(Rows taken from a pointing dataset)
☆ ☆ ☆ ☆
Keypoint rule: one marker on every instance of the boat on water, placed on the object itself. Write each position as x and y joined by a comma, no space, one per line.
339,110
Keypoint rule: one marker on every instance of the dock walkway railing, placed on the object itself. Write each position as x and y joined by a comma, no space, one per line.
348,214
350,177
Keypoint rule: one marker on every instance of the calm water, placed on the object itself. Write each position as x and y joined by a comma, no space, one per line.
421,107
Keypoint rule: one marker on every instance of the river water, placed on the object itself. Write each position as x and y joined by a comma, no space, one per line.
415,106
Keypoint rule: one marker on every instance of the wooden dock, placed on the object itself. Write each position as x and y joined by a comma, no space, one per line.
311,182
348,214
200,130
☆ ☆ ☆ ☆
GOAL => Can you reproduce every one of the items above word for word, with no changes?

EXERCISE SOLUTION =>
Keypoint rule: one marker on every instance of the boat on water, placed on the object itself. Write each position as x and y joined by a comma, no space, one per line.
339,110
Keypoint rule: one marker on every instance of the dock walkway railing, placed on the object itself. Write each position as x and y joined by a comma, no space, one per line.
348,214
350,177
Keypoint rule: one marker on every instance of the calm water, placed on the object itself. Write each position as x and y joined by a comma, no space, one per line.
421,107
Keypoint rule: one marker on every instance of the river water, placed on the object itself. Write each position as x and y joined by a comma, no space, one per line.
415,106
Keypoint rule: one marker on every instance of the wooden dock, placed on the object itself. Write each position as x and y joined by a comma, no space, one per line.
311,182
348,214
200,130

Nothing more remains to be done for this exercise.